WHAT TO PRODUCE:
Rewrite the stretch of the listeriosis text from "Listeria monocytogenes is" through "and even death.", swapping "septicaemia" for "sepsis".

EXCERPT:

It is known that the gut microbiota provides colonization resistance (CR) against many infections by enteric pathogens. Although murine experimental models have been previously developed to study the underlying mechanisms of CR in the host, a better understanding is needed in order to develop new approaches for prevention of foodborne pathogen infection.

A recent study, led by Dr. Simone Becattini and Dr. Eric G. Pamer from the Memorial Sloan-Kettering Cancer Center in New York, has found that targeting the gut microbiota could improve colonization resistance against severe listeriosis.

Listeria monocytogenes is a major pathogen acquired by eating contaminated food; in immunocompetent animals and humans, ingestion of the bacterium does not usually lead to systemic disease. However, some populations such as infants, pregnant women, elderly persons, and immunocompromised cancer patients are susceptible to more severe forms of listeriosis in which the pathogen causes septicaemia, meningitis and even death.

DATA FOR ANALYSIS:
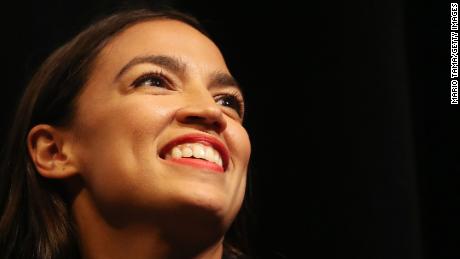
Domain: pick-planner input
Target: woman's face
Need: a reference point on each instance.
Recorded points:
(158, 128)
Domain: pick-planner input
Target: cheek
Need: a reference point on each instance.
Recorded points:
(240, 144)
(115, 143)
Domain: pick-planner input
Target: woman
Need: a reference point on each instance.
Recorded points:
(128, 143)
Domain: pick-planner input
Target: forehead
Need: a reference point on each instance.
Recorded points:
(163, 37)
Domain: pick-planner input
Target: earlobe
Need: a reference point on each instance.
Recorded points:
(49, 149)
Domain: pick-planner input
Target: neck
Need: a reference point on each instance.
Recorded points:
(100, 239)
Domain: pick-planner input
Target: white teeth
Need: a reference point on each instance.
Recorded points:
(176, 152)
(216, 157)
(196, 150)
(209, 154)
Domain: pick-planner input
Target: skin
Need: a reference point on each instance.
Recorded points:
(127, 201)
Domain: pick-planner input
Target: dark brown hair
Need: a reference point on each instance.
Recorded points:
(35, 220)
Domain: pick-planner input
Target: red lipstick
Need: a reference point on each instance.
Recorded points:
(204, 139)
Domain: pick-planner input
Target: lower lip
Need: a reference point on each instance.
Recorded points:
(198, 163)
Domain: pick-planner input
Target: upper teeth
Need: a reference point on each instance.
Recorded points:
(196, 150)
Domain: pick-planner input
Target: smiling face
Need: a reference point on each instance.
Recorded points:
(158, 129)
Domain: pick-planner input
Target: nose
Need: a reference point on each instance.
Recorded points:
(203, 114)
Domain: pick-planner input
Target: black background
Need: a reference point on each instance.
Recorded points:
(355, 143)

EXERCISE RESPONSE:
Listeria monocytogenes is a major pathogen acquired by eating contaminated food; in immunocompetent animals and humans, ingestion of the bacterium does not usually lead to systemic disease. However, some populations such as infants, pregnant women, elderly persons, and immunocompromised cancer patients are susceptible to more severe forms of listeriosis in which the pathogen causes sepsis, meningitis and even death.